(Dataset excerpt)
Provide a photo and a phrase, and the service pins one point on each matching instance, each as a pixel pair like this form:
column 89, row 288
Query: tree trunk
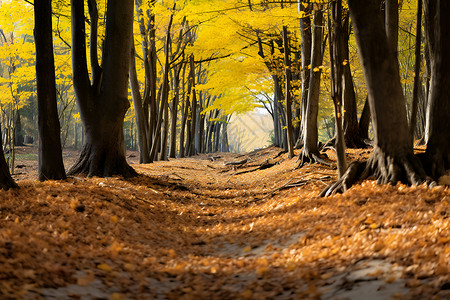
column 310, row 151
column 417, row 67
column 306, row 38
column 50, row 154
column 104, row 103
column 438, row 109
column 392, row 159
column 352, row 135
column 391, row 21
column 141, row 121
column 174, row 118
column 191, row 147
column 287, row 63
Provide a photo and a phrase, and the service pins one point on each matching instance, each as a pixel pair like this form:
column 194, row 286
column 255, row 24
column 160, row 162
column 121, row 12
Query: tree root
column 385, row 168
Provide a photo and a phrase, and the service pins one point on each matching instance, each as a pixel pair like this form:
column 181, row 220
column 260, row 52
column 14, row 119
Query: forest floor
column 200, row 228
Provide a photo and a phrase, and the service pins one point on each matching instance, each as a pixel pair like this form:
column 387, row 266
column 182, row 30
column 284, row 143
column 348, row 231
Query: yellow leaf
column 86, row 279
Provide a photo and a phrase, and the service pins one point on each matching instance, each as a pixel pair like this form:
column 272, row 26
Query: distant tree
column 310, row 152
column 50, row 154
column 392, row 159
column 104, row 102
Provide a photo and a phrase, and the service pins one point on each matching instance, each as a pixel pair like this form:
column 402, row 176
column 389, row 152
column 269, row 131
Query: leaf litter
column 197, row 228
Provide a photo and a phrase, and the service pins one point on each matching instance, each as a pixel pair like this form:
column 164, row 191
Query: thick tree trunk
column 192, row 150
column 174, row 118
column 337, row 76
column 352, row 135
column 364, row 121
column 393, row 158
column 438, row 109
column 391, row 22
column 104, row 104
column 417, row 67
column 163, row 96
column 50, row 154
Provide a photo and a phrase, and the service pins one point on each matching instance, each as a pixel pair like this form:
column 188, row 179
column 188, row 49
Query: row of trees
column 189, row 76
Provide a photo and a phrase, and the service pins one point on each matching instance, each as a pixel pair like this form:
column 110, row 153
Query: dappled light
column 195, row 228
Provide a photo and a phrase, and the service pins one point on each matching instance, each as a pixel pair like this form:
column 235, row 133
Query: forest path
column 206, row 228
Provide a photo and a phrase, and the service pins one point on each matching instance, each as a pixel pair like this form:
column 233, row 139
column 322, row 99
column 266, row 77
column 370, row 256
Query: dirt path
column 203, row 228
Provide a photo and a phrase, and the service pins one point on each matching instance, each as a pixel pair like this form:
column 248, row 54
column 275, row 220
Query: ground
column 203, row 228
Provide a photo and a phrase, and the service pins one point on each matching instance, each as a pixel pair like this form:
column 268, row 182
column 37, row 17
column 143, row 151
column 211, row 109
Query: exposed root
column 389, row 169
column 384, row 168
column 6, row 181
column 312, row 158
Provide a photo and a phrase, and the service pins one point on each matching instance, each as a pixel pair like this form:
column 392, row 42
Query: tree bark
column 391, row 21
column 352, row 135
column 392, row 159
column 310, row 151
column 288, row 75
column 364, row 121
column 104, row 103
column 50, row 153
column 337, row 79
column 438, row 109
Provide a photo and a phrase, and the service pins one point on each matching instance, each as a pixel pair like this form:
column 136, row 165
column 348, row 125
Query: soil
column 205, row 228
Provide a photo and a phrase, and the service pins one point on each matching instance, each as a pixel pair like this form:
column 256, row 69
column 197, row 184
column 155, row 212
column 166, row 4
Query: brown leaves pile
column 192, row 229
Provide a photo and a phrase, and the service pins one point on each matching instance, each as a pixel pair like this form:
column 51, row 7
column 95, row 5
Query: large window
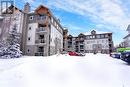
column 40, row 49
column 98, row 36
column 31, row 18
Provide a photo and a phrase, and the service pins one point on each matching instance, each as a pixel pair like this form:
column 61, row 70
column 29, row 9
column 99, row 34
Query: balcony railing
column 40, row 42
column 39, row 54
column 41, row 20
column 40, row 30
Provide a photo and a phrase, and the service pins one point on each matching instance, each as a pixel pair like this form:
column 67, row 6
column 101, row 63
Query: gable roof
column 10, row 10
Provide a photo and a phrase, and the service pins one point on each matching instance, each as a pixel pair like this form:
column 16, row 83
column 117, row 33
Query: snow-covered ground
column 98, row 70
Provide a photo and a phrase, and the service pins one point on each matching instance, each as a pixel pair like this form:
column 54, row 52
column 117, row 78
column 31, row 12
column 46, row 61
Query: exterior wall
column 127, row 42
column 31, row 33
column 99, row 45
column 56, row 43
column 91, row 43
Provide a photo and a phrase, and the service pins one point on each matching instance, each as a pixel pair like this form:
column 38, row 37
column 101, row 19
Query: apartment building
column 126, row 39
column 10, row 17
column 44, row 33
column 40, row 31
column 94, row 42
column 98, row 42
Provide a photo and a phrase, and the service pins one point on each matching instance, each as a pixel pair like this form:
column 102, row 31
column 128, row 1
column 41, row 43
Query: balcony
column 41, row 30
column 40, row 42
column 39, row 54
column 41, row 20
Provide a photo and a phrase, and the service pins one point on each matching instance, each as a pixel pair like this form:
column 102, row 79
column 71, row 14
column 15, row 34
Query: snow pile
column 64, row 71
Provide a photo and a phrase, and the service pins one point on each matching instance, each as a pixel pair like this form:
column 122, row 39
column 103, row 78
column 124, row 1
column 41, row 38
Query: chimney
column 27, row 8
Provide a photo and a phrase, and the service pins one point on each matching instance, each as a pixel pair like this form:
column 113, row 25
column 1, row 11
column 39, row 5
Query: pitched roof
column 126, row 36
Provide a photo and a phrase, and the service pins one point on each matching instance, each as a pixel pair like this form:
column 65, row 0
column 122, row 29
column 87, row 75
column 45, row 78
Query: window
column 90, row 37
column 31, row 17
column 28, row 50
column 29, row 28
column 106, row 35
column 40, row 49
column 102, row 36
column 51, row 20
column 98, row 36
column 28, row 38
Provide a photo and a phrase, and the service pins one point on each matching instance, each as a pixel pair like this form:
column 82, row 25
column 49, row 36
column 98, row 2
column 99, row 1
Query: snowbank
column 64, row 71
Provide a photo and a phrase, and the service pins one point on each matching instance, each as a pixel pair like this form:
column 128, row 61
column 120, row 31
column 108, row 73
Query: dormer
column 42, row 10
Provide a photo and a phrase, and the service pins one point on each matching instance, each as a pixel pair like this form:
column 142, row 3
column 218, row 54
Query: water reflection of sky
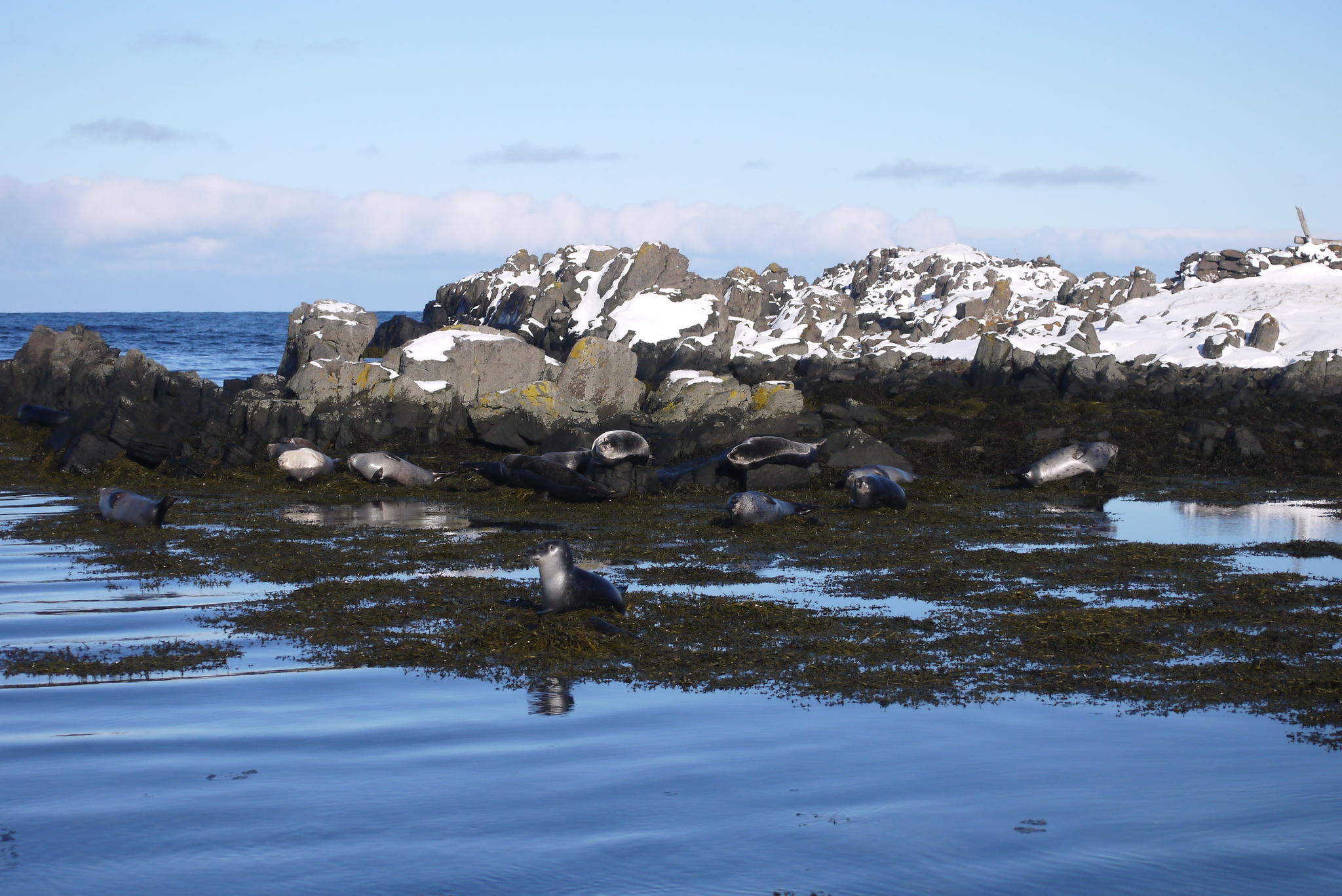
column 1187, row 522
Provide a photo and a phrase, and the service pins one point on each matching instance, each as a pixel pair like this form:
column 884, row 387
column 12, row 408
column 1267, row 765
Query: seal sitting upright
column 759, row 451
column 566, row 586
column 128, row 508
column 755, row 508
column 1065, row 463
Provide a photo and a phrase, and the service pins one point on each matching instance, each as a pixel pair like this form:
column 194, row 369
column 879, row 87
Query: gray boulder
column 472, row 361
column 326, row 330
column 1266, row 333
column 600, row 373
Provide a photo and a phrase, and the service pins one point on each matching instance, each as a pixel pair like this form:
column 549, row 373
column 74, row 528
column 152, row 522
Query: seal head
column 869, row 493
column 128, row 508
column 618, row 445
column 566, row 586
column 755, row 509
column 1065, row 463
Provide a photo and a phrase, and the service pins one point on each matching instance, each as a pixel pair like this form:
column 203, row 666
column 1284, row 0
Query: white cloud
column 136, row 130
column 212, row 223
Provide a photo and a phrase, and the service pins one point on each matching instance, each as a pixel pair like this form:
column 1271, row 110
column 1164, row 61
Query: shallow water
column 273, row 777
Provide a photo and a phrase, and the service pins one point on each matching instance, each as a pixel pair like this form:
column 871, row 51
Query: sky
column 254, row 156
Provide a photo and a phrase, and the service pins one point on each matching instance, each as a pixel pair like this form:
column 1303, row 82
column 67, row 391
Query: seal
column 525, row 471
column 759, row 451
column 128, row 508
column 618, row 445
column 575, row 460
column 491, row 470
column 566, row 586
column 379, row 466
column 305, row 463
column 869, row 493
column 1065, row 463
column 755, row 508
column 892, row 474
column 277, row 449
column 42, row 416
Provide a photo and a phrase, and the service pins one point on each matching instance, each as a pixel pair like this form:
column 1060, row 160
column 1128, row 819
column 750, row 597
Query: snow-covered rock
column 872, row 314
column 325, row 330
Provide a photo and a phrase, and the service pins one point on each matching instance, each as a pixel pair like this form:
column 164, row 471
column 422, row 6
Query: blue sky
column 253, row 156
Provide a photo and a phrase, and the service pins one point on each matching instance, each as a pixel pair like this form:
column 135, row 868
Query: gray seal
column 128, row 508
column 379, row 466
column 755, row 508
column 759, row 451
column 524, row 471
column 618, row 445
column 42, row 416
column 892, row 474
column 575, row 460
column 305, row 463
column 1065, row 463
column 566, row 586
column 869, row 493
column 277, row 449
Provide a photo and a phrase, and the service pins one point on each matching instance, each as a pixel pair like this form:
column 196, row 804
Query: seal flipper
column 161, row 510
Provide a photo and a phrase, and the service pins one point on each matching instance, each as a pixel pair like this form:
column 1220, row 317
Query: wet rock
column 1244, row 441
column 326, row 330
column 1197, row 428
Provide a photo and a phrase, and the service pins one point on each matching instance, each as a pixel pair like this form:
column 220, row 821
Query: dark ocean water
column 216, row 345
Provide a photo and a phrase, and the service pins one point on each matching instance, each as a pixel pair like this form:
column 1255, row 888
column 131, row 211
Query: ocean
column 216, row 345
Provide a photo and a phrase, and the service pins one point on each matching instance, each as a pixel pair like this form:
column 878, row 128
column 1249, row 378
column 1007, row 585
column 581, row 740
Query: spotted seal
column 42, row 416
column 575, row 460
column 759, row 451
column 755, row 508
column 524, row 471
column 305, row 463
column 128, row 508
column 892, row 474
column 379, row 466
column 566, row 586
column 618, row 445
column 1065, row 463
column 869, row 493
column 277, row 449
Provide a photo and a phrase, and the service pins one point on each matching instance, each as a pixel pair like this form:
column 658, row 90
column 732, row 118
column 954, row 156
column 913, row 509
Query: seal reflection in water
column 894, row 474
column 869, row 493
column 759, row 451
column 1065, row 463
column 128, row 508
column 566, row 586
column 550, row 698
column 755, row 508
column 379, row 466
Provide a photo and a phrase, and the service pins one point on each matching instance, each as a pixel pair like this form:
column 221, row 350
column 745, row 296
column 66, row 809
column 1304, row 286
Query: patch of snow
column 653, row 317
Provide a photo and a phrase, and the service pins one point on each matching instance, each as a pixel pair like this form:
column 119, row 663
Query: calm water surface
column 215, row 344
column 273, row 777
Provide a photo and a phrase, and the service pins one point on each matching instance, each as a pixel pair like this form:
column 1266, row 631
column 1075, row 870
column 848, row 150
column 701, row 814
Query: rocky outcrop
column 326, row 330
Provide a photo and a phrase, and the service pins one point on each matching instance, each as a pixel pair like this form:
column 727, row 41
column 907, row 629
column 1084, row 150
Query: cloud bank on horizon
column 214, row 223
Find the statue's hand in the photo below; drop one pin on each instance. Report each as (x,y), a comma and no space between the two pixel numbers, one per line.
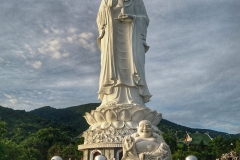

WORK TO DO — How many lines in the entries above contain the string "water"? Case counts, and the reply should be the number alone.

RESULT — 5